Frank Dunn Kern (June 29, 1883 – September 28, 1973) was an American plant pathologist and university administrator. He was a faculty member at Pennsylvania State University, holding appointments as Head of the Department of Botany and Dean of the Graduate School. He was an expert on the Pucciniales (rust fungi).

==Personal life==
Frank Dunn Kern was born 29 June 1883 in Reinbeck, Iowa, USA. He graduated from University of Iowa with a bachelor's degree in 1904 and a master's degree from Purdue University in 1907 His doctorate was awarded by Columbia University in 1911.

He married and had two daughters.

After retirement he continued to live in State College and he died there on September 28, 1973.

==Career==
Kern worked in several places between 1904 and 1913. These included for the United States Department of Agriculture, the Purdue Agricultural Experimental Station, the New York Botanical Garden and (in 1910) as a Fellow in Botany at Columbia University. His doctoral thesis was submitted successfully to Columbia University in 1911. He was an instructor at Purdue University from 1910 until he was appointed to the faculty of Pennsylvania State College in 1913, where he stayed for the rest of his career. He became Head of the Botany Department and in 1922 was appointed Dean of the new Graduate School. From 1925 - 1926 and 1933 - 1934 Kern was Acting Dean of the Colleges of Agriculture and Engineering at the University of Puerto Rico.

Task to carry out:
Answer these about the biography of Frank Dunn Kern:
1. In what town was Kern born?
2. In what year was he appointed Dean of the new Graduate School?
3. Where did he live after retirement?

Records provided:
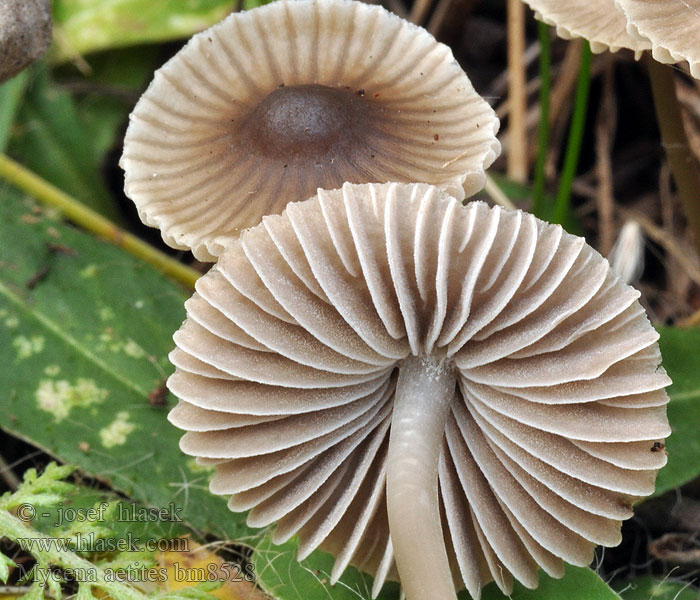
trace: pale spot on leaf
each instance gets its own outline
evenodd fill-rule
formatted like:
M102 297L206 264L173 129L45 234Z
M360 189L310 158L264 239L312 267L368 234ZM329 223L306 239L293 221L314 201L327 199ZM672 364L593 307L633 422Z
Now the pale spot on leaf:
M97 314L102 321L109 321L114 318L114 311L109 306L103 306Z
M73 408L86 408L102 402L109 392L97 387L92 379L78 379L74 384L60 379L44 379L36 391L37 405L53 414L57 422L65 419Z
M17 360L24 360L34 354L39 354L44 349L44 336L33 335L28 338L24 335L12 340L12 346L17 349Z
M146 351L134 340L130 339L124 344L124 354L131 356L131 358L143 358L146 356Z
M100 429L100 440L105 448L122 446L126 443L126 437L134 430L134 424L129 423L129 413L121 411L117 418L107 427Z
M83 279L89 279L90 277L94 277L96 273L97 265L88 265L82 271L80 271L80 276Z

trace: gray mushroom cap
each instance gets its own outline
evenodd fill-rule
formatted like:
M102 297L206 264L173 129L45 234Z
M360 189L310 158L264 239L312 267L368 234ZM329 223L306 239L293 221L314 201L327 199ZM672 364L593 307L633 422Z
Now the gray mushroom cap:
M169 418L214 493L300 558L332 552L333 581L352 563L409 600L534 588L618 544L665 464L670 381L638 296L520 211L319 190L197 282Z
M595 53L620 48L634 51L637 58L651 48L646 39L627 31L627 19L615 6L615 0L524 0L539 20L556 28L564 39L585 38Z
M627 19L627 31L648 40L655 60L688 61L700 79L700 0L615 0Z
M424 181L462 198L498 119L450 49L379 6L280 1L192 38L134 109L121 165L141 219L215 260L317 188Z

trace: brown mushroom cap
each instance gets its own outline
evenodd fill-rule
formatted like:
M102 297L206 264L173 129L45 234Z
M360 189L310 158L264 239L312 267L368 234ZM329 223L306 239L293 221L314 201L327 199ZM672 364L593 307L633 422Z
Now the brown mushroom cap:
M700 79L700 0L615 0L627 18L627 30L651 42L662 63L684 60Z
M595 53L620 48L633 50L639 58L642 50L651 46L627 32L627 20L614 0L524 0L537 18L556 27L557 35L565 39L585 38Z
M298 534L301 558L334 553L333 580L354 563L376 594L398 566L408 598L450 597L430 591L454 593L449 561L474 598L533 588L619 543L665 463L670 381L638 296L520 211L424 184L319 190L197 282L170 419L213 492ZM411 539L423 525L445 577L430 535Z
M275 2L194 36L136 105L126 194L215 260L240 230L344 182L483 187L498 119L450 49L379 6Z

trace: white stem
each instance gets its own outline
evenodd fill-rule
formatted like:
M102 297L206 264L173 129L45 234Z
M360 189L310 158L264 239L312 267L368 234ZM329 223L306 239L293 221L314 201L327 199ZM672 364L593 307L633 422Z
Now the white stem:
M455 393L452 367L411 356L399 369L387 463L387 510L408 600L456 600L440 524L438 458Z

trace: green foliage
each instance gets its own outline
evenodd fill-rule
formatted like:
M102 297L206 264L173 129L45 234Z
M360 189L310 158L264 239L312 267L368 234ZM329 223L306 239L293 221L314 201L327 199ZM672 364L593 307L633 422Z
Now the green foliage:
M495 584L484 588L482 600L503 600ZM620 597L591 569L567 565L562 579L552 579L540 572L540 585L528 590L515 583L510 600L620 600Z
M0 553L0 581L7 583L7 578L10 576L10 568L16 566L15 561Z
M255 547L253 564L259 585L279 600L358 600L369 599L372 578L356 569L348 568L335 586L330 586L333 557L316 551L301 563L297 562L298 540L276 546L266 536ZM390 582L384 586L378 600L399 597L399 586Z
M697 348L700 330L660 328L663 365L673 380L668 419L673 433L666 440L668 464L656 480L656 494L682 485L700 474L700 371Z
M248 0L245 8L264 4ZM56 60L105 48L191 36L220 21L232 0L55 0Z
M248 535L209 493L210 472L179 451L167 407L149 403L172 370L167 353L188 294L7 189L0 239L3 427L136 502L173 502L195 529Z
M22 583L32 582L25 598L42 599L44 592L48 589L49 595L55 600L62 597L62 584L65 580L61 573L71 574L79 581L78 597L89 599L93 597L91 587L102 589L114 600L146 600L147 596L130 584L122 583L115 577L118 571L128 572L129 568L141 568L152 558L152 553L143 551L118 553L116 559L102 561L88 561L72 552L63 542L65 530L59 532L58 537L50 537L42 534L27 523L32 520L32 515L22 507L27 506L35 510L37 506L53 506L54 508L63 504L68 494L78 490L70 483L62 481L73 471L71 466L57 466L55 463L49 464L41 475L37 475L34 469L29 469L25 474L24 481L14 493L5 494L0 500L0 532L3 537L19 545L25 552L31 554L36 560L33 569L23 576ZM8 509L16 508L17 516L14 516ZM19 518L18 518L19 517ZM91 522L94 531L104 530L98 524ZM89 531L87 526L84 531ZM0 579L7 581L9 568L16 566L8 557L0 553ZM58 569L58 571L56 571ZM84 577L80 579L78 576ZM219 587L221 583L196 585L184 588L178 592L163 592L152 594L149 597L163 600L209 600L209 594Z
M0 497L0 510L12 510L22 504L32 506L51 506L61 502L74 491L75 486L63 481L75 467L49 464L41 475L36 469L27 469L24 481L16 492L7 492Z
M45 70L33 75L13 127L9 153L90 208L115 219L116 209L100 177L102 155L72 96L51 83Z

Response for this exercise:
1. Reinbeck, Iowa, USA
2. 1922
3. State College